Print each of the rows below verbatim, reproducing every line character for character.

----------

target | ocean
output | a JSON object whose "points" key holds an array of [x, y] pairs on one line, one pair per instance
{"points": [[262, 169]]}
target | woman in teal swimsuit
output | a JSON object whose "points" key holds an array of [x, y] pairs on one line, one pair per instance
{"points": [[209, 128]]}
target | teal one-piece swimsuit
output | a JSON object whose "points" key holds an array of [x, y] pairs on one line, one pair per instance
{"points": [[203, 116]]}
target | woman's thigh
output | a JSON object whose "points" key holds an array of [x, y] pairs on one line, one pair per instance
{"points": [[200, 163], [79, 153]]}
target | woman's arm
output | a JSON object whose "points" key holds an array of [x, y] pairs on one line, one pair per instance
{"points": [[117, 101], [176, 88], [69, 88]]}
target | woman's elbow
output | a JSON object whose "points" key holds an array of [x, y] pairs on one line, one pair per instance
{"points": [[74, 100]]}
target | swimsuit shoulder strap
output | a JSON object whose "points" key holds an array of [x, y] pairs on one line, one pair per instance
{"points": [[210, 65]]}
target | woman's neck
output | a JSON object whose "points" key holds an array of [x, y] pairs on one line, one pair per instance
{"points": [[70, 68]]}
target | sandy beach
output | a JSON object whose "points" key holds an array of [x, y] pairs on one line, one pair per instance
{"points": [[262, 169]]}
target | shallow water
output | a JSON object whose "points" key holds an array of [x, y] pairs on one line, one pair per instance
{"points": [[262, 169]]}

----------

» **Answer for this exercise**
target | ocean
output | a JSON object whose "points" key holds an array of [x, y] pairs on one line, one pair per instance
{"points": [[262, 169]]}
target | woman in teal swimsuit
output | a JSON object whose "points" key holds an array of [x, y] pairs on one line, one pair per instance
{"points": [[209, 128]]}
target | teal one-piece swimsuit
output | a JSON object whose "points" key holds an array of [x, y] pairs on one line, one pair per instance
{"points": [[203, 116]]}
target | woman's thigh
output | a JSON object whose "points" key holds an array of [x, y] pairs on one line, one pair per instance
{"points": [[200, 163], [79, 153]]}
target | woman's arm
output | a JSON object whose "points" key holds an array of [x, y] pairs on one line, one pair per instance
{"points": [[117, 101], [176, 88], [69, 88]]}
target | woman's elbow
output | a JSON object whose "points" key holds an array of [x, y] pairs on one line, one pair per instance
{"points": [[74, 100]]}
target | swimsuit shoulder strap
output | a JSON object whose "points" key holds an array of [x, y] pairs on one line, one pair per instance
{"points": [[210, 65]]}
target | woman's neck
output | a JSON object whose "points" key holds an array of [x, y] pairs on one line, one pair per instance
{"points": [[70, 68]]}
target | sandy beach
output | a JSON object whose "points" key holds an array of [x, y] pairs on one line, one pair per instance
{"points": [[262, 169]]}
target | shallow water
output | a JSON object whose "points" key holds an array of [x, y] pairs on one line, one pair per instance
{"points": [[262, 169]]}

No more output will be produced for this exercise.